● **SET EXERCISE A**:
In the film commentary below, which movie did Avatar rocket past to become the third highest grossing picture domestically?
● **SET EXERCISE B**:
Write a continuation of the film commentary below, starting after its final sentence.

● **READING TEXT**:
══════

Eric Rohmer, to my mind one of the three or four greatest
geniuses of the cinema there has ever been, died
in the same week that James Cameron’s Avatar rocketed past
Star Wars to become the third highest grossing picture,
domestically, in the history of the American movie industry. As I
write, Avatar seems certain to overtake Titanic
as the best-selling movie of all time. Long-time readers who may
remember what sort of opinion I had of Titanic and The
Dark Knight, not to mention the last Star Wars movie
I bothered to see, will perhaps not be surprised that I found
little to like in a movie about a planet populated by a whole race
of giant blue anthropoids almost as annoying as and way more
self-righteous than Jar Jar Binks. Nor, of course, is there any
news in the fact that none of the late Mr. Rohmer’s films ever
pulled down so much as a thousandth part of the American box office
of these comic book movies.

══════

● **PROVIDED DATA**:
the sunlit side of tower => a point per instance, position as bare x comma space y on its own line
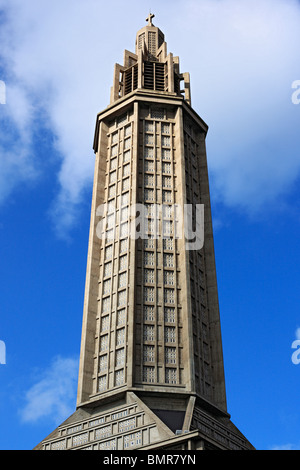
151, 367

══════

● **WRITTEN RESPONSE A**:
Star Wars

● **WRITTEN RESPONSE B**:
Yet it is worth pointing out that this embarrassing contrast is
not simply a matter of the difference between popular and élite
tastes. In the golden age of Hollywood between 1930 and 1960 there
was also a gap between the most popular and the best movies, but it
was nothing like as wide as it is today, either on the artistic or
on the financial side. The former box office champ, Gone With
the Wind, wasn’t the best that Hollywood could produce, even
in the same year — which also saw the release of
Ninotchka, Stagecoach, and Drums Along the
Mohawk, not to mention La Règle du Jeu and Le
Jour Se Lève from the land of Eric Rohmer — but it wasn’t a
bad movie and certainly not abysmally bad in the way that
Avatar is for anyone who, like me, still has any residual
expectation that movies will, or at least ought to, look a bit like
real life.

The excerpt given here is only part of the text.